PROBLEM: Count how many lines of the listing below contain the word "jacket". Reply with the number alone.

AVAILABLE DATA:
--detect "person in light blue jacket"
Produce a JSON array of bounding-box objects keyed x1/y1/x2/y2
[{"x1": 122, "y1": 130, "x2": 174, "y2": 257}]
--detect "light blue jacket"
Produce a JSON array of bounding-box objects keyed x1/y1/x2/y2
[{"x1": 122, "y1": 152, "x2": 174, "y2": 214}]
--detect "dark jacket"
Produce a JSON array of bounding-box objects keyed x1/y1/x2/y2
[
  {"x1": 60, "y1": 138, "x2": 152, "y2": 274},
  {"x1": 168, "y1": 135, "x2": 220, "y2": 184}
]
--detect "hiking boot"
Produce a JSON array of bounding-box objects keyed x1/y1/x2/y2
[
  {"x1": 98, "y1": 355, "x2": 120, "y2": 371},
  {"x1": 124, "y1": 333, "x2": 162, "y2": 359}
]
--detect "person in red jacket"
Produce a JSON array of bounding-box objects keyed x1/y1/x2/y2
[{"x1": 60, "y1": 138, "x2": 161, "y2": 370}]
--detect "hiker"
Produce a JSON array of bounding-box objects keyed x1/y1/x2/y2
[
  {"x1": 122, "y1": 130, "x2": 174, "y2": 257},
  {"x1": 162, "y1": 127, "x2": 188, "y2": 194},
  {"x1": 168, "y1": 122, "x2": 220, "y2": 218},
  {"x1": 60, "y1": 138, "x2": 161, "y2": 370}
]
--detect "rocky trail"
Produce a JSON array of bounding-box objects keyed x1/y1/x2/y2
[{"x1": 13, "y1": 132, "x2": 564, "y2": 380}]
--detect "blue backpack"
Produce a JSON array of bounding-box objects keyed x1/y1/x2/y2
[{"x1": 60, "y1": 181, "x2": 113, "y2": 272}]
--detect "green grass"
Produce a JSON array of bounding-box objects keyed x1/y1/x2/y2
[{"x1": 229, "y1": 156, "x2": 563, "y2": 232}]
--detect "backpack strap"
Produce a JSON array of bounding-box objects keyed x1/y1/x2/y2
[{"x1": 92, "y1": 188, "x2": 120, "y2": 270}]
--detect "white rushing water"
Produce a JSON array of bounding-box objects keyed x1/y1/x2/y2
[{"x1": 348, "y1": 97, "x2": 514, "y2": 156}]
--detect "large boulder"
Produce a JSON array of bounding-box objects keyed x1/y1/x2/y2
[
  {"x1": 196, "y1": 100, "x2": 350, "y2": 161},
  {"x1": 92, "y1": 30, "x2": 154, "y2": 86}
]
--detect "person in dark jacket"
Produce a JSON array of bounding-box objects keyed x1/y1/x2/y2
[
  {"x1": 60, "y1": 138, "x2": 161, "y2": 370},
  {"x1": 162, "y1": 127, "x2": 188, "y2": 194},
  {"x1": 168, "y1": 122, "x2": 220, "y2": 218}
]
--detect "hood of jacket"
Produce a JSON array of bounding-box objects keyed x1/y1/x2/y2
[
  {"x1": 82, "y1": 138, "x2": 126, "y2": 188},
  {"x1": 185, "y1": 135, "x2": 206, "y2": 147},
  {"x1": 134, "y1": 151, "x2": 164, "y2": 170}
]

ANSWER TO THIS TASK: 6